▸ **Requirement**: Please extend the ds.merge documentation text, picking up directly after its final sentence about the datasources argument.

▸ **Text segment**:
╔══

Merges two data frames in the server-side — ds.merge • dsBaseClient

Merges (links) two data frames together based on common values in defined vectors in each data frame.

ds.merge(
  x.name = NULL,
  y.name = NULL,
  by.x.names = NULL,
  by.y.names = NULL,
  all.x = FALSE,
  all.y = FALSE,
  sort = TRUE,
  suffixes = c(".x", ".y"),
  no.dups = TRUE,
  incomparables = NULL,
  newobj = NULL,
  datasources = NULL
)

Arguments

x.name: a character string specifying the name of the first data frame to be merged. The length of the string should be less than the specified threshold for the nfilter.stringShort which is one of the disclosure prevention checks in DataSHIELD.
y.name: a character string specifying the name of the second data frame to be merged. The length of the string should be less than the specified threshold for the nfilter.stringShort which is one of the disclosure prevention checks in DataSHIELD.
by.x.names: a character string or a vector of names specifying of the column(s) in data frame x.name for merging.
by.y.names: a character string or a vector of names specifying of the column(s) in data frame y.name for merging.
all.x: logical. If TRUE then extra rows will be added to the output, one for each row in x.name that has no matching row in y.name. If FALSE the rows with data from both data frames are included in the output. Default FALSE.
all.y: logical. If TRUE then extra rows will be added to the output, one for each row in y.name that has no matching row in x.name. If FALSE the rows with data from both data frames are included in the output. Default FALSE.
sort: logical. If TRUE the merged result is sorted on elements in the by.x.names and by.y.names columns. Default TRUE.
suffixes: a character vector of length 2 specifying the suffixes to be used for making unique common column names in the two input data frames when they both appear in the merged data frame.
no.dups: logical. Suffixes are appended in more cases to avoid duplicated column names in the merged data frame. Default TRUE (FALSE before R version 3.5.0).
incomparables: values that cannot be matched. This is intended to be used for merging on one column, so these are incomparable values of that column. For more information see match in native R merge function.
newobj: a character string that provides the name for the output variable that is stored on the data servers. Default merge.newobj.
datasources: a list of DSConnection-class objects obtained after login. If the datasources argument is not specified the default set of connections will be used: see datashield.connections_default.

╚══

▸ **Information shown**:
╔══

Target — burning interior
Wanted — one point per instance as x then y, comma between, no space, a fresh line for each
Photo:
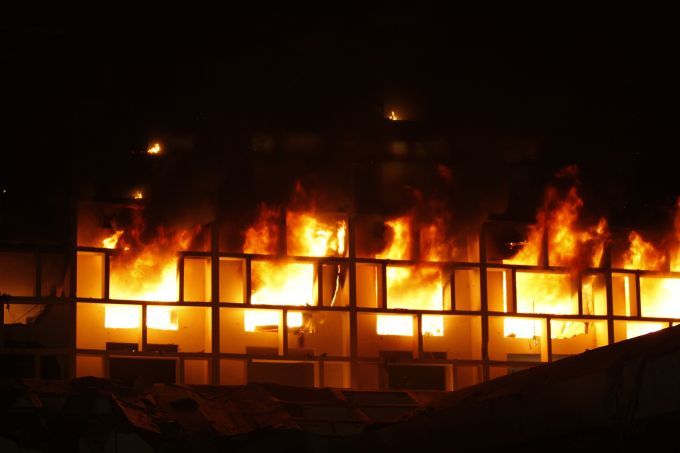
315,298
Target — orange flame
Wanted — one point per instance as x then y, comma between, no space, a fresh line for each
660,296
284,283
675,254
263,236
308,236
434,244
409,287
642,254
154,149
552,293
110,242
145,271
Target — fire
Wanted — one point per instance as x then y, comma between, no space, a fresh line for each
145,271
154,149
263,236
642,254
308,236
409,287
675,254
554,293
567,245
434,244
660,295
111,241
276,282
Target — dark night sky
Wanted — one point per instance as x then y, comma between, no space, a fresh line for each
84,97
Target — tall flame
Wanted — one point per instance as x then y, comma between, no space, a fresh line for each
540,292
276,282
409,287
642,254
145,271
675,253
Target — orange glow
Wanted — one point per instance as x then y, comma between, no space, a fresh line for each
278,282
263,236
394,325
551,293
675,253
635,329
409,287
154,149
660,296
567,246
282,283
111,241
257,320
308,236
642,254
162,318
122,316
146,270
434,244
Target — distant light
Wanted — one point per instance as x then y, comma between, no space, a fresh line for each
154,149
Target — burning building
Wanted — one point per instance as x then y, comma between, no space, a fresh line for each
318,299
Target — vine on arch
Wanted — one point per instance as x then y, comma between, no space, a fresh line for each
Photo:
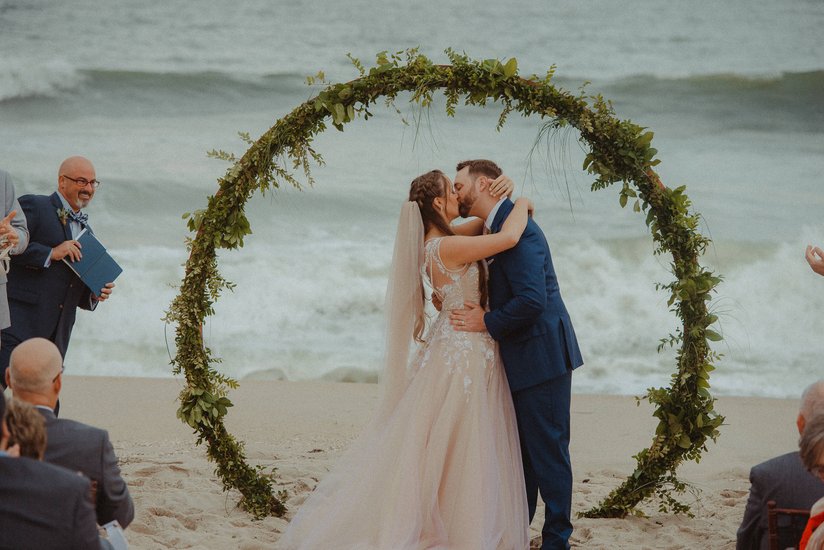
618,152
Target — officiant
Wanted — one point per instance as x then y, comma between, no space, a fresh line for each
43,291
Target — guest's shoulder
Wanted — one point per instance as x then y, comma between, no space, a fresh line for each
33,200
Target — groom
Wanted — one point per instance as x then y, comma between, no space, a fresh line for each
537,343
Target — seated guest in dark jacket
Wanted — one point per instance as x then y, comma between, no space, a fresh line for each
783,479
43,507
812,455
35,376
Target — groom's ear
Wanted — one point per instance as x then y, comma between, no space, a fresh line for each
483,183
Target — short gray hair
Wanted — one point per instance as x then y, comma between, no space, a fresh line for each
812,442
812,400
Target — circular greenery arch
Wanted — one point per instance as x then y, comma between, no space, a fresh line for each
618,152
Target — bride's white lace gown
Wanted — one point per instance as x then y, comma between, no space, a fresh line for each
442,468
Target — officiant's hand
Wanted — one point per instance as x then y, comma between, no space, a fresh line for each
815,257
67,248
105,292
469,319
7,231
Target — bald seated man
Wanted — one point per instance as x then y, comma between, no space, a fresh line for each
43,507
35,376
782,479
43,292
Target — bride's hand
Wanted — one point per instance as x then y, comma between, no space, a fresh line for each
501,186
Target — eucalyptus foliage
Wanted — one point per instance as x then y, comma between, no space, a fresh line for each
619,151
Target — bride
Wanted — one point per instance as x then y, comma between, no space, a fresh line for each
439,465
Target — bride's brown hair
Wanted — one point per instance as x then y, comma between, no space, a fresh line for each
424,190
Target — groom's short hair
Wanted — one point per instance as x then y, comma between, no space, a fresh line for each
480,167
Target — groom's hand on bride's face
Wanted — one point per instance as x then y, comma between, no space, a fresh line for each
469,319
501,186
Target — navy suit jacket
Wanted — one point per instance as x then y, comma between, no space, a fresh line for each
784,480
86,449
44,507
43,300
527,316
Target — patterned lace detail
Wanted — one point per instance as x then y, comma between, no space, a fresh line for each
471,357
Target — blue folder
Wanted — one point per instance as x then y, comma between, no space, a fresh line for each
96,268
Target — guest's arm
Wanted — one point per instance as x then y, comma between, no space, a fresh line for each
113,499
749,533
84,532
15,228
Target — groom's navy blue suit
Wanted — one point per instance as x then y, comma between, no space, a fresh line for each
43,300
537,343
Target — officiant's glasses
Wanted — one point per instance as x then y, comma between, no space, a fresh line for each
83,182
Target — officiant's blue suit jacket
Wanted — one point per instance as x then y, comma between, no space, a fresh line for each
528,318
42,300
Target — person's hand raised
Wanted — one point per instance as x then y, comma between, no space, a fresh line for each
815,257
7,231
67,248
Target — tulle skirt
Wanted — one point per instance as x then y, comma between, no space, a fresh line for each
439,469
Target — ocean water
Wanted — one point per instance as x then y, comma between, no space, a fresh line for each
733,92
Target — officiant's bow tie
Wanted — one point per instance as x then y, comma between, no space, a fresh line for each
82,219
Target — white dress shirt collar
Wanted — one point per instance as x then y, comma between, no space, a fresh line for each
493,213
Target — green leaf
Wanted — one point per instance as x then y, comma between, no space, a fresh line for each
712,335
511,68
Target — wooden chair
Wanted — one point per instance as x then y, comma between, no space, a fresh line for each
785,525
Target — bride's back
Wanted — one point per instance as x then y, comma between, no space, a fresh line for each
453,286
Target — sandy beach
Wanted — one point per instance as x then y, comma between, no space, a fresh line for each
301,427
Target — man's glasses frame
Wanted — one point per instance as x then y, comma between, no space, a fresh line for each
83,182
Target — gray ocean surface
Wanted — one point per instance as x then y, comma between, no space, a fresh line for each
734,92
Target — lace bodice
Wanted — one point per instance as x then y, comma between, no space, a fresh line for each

╚══

▸ **Answer to the exercise**:
Value

ds.merge returns the merged data frame that is written on the server-side. Also, two validity messages are returned to the client-side indicating whether the new object has been created in each data source and if so whether it is in a valid form.

Details

This function is similar to the native R function merge. There are some changes compared with the native R function in choosing which variables to use to merge the data frames, the function merge is very flexible. For example, you can choose to merge using all vectors that appear in both data frames. However, for ds.merge in DataSHIELD it is required that all the vectors which dictate the merging are explicitly identified for both data frames using the by.x.names and by.y.names arguments.

Server function called: mergeDS

Author

DataSHIELD Development Team

Examples

if (FALSE) { # \dontrun{

 ## Version 6, for version 5 see the Wiki
  
  # connecting to the Opal servers

  require('DSI')
  require('DSOpal')
  require('dsBaseClient')

  builder <- DSI::newDSLoginBuilder()
  builder$append(server = "study1", 
                 url = "http://192.168.56.100:8080/", 
                 user = "administrator", password = "datashield_test&", 
                 table = "CNSIM.CNSIM1", driver = "OpalDriver")
  builder$append(server = "study2", 
                 url = "http://192.168.56.100:8080/", 
                 user = "administrator", password = "datashield_test&", 
                 table = "CNSIM.CNSIM2", driver = "OpalDriver")
  builder$append(server = "study3",
                 url = "http://192.168.56.100:8080/", 
                 user = "administrator", password = "datashield_test&", 
                 table = "CNSIM.CNSIM3", driver = "OpalDriver")
  logindata <- builder$build()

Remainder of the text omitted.